**Exercise text:**
Wednesday, April 09, 2008

Two heroes

I love stories about heroes, and during some idle moments today came across two that are worth sharing. The first of these is one I had read before, when it made its original appearance as an article in a 1989 issue of Reader's Digest, but it touches me now as much as it did then. It's about a U. S. Army officer named Sam Bird. For reasons explained in the article itself, I knew who he was before I became aware that he was, in fact, a hero. The second article is about Rick Rescorla, a decorated veteran of the Battle of the Ia Drang Valley who, 36 years later, outdid his own previous heroism during the 9/11 attack on the World Trade Center.

Saturday, April 05, 2008

Ad altare Dei

Ad altare Dei
Originally uploaded by gwilmore
I missed the Saturday-morning session of General Conference in order to attend a Flickr meetup in Phoenix, during which I captured this, which is certain to rank among my favorite images of all time. The model is the lovely Miss Amanda Lee, who, at my request, graciously agreed to attend the meetup. I came home from the event with 177 photos, but there was never any doubt that this one would be my clear favorite.

**Records:**
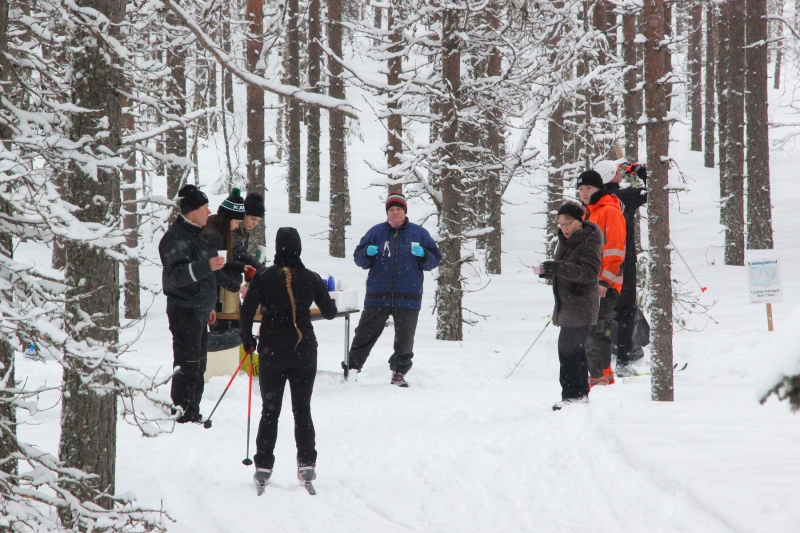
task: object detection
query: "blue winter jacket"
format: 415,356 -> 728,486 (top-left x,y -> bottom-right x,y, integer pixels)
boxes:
353,218 -> 442,310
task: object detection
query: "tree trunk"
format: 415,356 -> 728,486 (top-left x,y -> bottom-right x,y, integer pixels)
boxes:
59,0 -> 123,512
721,0 -> 745,266
745,0 -> 772,250
714,4 -> 730,203
222,2 -> 233,115
620,8 -> 642,161
689,2 -> 703,152
165,9 -> 187,200
485,1 -> 505,275
328,0 -> 347,257
122,99 -> 142,319
246,0 -> 267,249
0,0 -> 18,478
703,5 -> 717,168
644,0 -> 674,402
386,0 -> 403,193
286,0 -> 302,213
546,101 -> 564,258
306,0 -> 322,202
436,9 -> 463,341
771,0 -> 783,89
660,0 -> 672,112
545,6 -> 564,258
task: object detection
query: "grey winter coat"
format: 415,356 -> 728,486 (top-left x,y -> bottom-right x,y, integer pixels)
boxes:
158,215 -> 217,316
553,221 -> 603,328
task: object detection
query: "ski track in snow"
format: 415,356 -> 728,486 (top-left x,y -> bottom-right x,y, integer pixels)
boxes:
10,57 -> 800,533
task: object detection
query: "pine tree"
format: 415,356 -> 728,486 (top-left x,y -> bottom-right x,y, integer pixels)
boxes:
246,0 -> 266,248
745,0 -> 772,250
644,0 -> 674,401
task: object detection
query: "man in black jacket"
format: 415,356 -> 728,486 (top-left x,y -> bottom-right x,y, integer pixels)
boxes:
233,192 -> 267,272
605,163 -> 647,378
158,185 -> 225,424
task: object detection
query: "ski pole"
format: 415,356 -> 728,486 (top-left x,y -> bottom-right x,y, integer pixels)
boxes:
669,239 -> 708,292
506,317 -> 553,379
203,354 -> 247,429
242,354 -> 253,466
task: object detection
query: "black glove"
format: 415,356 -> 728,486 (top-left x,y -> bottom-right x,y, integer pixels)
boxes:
636,165 -> 647,185
242,338 -> 258,355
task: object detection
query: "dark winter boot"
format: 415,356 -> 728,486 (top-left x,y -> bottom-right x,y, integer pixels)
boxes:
253,468 -> 272,496
392,372 -> 408,388
297,465 -> 317,483
553,396 -> 589,411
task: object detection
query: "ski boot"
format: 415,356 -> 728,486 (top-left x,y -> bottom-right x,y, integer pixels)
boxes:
253,468 -> 272,496
553,396 -> 589,411
297,465 -> 317,496
392,372 -> 408,389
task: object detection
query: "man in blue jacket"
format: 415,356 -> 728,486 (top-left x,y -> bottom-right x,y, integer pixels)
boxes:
342,193 -> 442,387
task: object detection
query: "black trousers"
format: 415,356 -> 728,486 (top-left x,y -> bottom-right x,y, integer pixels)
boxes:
586,289 -> 618,378
614,264 -> 636,364
253,348 -> 317,468
558,326 -> 590,400
350,307 -> 419,375
167,307 -> 208,418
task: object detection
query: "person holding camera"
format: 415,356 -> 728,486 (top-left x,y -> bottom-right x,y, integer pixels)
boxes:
539,202 -> 603,411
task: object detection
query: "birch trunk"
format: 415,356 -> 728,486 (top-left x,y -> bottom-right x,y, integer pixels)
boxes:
328,0 -> 347,257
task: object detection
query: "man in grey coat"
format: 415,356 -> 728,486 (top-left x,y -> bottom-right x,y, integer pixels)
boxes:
539,202 -> 603,411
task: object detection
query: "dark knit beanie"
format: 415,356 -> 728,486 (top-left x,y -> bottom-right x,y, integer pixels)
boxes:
558,202 -> 585,220
575,170 -> 603,189
386,192 -> 408,213
244,192 -> 266,218
178,185 -> 208,215
217,189 -> 244,220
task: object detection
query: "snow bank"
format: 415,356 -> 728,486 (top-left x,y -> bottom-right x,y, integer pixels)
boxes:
756,306 -> 800,401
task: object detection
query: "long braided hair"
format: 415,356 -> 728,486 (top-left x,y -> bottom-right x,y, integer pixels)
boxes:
281,267 -> 303,351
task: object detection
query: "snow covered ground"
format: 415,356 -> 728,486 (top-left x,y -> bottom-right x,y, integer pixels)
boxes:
18,64 -> 800,533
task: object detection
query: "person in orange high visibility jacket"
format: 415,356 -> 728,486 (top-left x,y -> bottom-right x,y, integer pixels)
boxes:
577,170 -> 627,387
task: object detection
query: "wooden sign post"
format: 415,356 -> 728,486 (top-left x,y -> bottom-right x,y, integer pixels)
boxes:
745,250 -> 783,331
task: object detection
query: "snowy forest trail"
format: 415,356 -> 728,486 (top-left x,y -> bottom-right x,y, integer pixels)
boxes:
12,65 -> 800,533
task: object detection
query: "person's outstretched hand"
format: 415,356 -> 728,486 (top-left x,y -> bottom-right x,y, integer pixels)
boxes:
244,265 -> 256,283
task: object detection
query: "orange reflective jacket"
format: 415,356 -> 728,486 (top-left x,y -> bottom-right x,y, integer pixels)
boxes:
586,193 -> 626,292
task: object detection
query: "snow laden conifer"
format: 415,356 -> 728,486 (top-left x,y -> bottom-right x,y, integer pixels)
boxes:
0,1 -> 216,531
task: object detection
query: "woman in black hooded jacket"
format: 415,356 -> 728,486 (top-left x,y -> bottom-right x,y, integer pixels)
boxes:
239,228 -> 336,488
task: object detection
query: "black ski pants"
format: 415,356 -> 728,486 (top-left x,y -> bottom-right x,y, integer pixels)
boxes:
167,307 -> 208,419
614,256 -> 636,364
558,326 -> 591,400
350,307 -> 419,375
586,289 -> 618,378
253,348 -> 317,469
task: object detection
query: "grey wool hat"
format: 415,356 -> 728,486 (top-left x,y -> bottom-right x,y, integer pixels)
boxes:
217,189 -> 245,220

**Instructions:**
1. Rewrite the blog entries starting with "I love stories" and going on through "World Trade Center.", replacing "idle moments" with "quiet moments".
2. Write the next part of the blog entries, picking up after their final sentence.

**Task answers:**
1.
I love stories about heroes, and during some quiet moments today came across two that are worth sharing. The first of these is one I had read before, when it made its original appearance as an article in a 1989 issue of Reader's Digest, but it touches me now as much as it did then. It's about a U. S. Army officer named Sam Bird. For reasons explained in the article itself, I knew who he was before I became aware that he was, in fact, a hero. The second article is about Rick Rescorla, a decorated veteran of the Battle of the Ia Drang Valley who, 36 years later, outdid his own previous heroism during the 9/11 attack on the World Trade Center.

2.
Wednesday, April 02, 2008

The Mormon experience of death

Although it is two months old now, I came across this article only today, while visiting the official website of the LDS Church. It appeared in the online edition of the Washington Post a few days after President Hinckley's funeral. I found it to be well-written, touching, and insightful. I did not realize until later that the author is herself LDS, but I still regard the publication of this article as a remarkable and noteworthy event, considering that it was published in the mainstream media, which has so often been unfair or inaccurate in its treatment of the Church, its members, and its teachings and practices.

Tuesday, April 01, 2008

The meaning of "sexy"

I routinely post links to my Flickr images to this blog. One recent post was a cherished photograph of my friend Denise, a dance instructor in training at the local Fred Astaire studio. Yesterday, while checking my Flickr photostream, I discovered that I had been invited to post the image to a group called "Sexy Black Women," or something like that; in any event, the word "sexy" was part of the group's name. Because Denise is both a married woman and someone I want to treat with decency, kindness, and respect, I declined the invitation. I intended the photograph to be beautiful and appealing, but not erotic in any way, and I simply felt that Denise deserved far better from me than to be linked to a Flickr group with a name such as that one, with its less-than-savory overtones.

It was therefore with great interest that I read this article in today's edition of Meridian Magazine, which analyzes that word and its connotations. I have never doubted for a moment that declining that invitation was the right thing to do, but if I had had any doubts, I believe this article would have removed them. And I also think Denise, who strikes me as being a class act, would very much appreciate what I have done.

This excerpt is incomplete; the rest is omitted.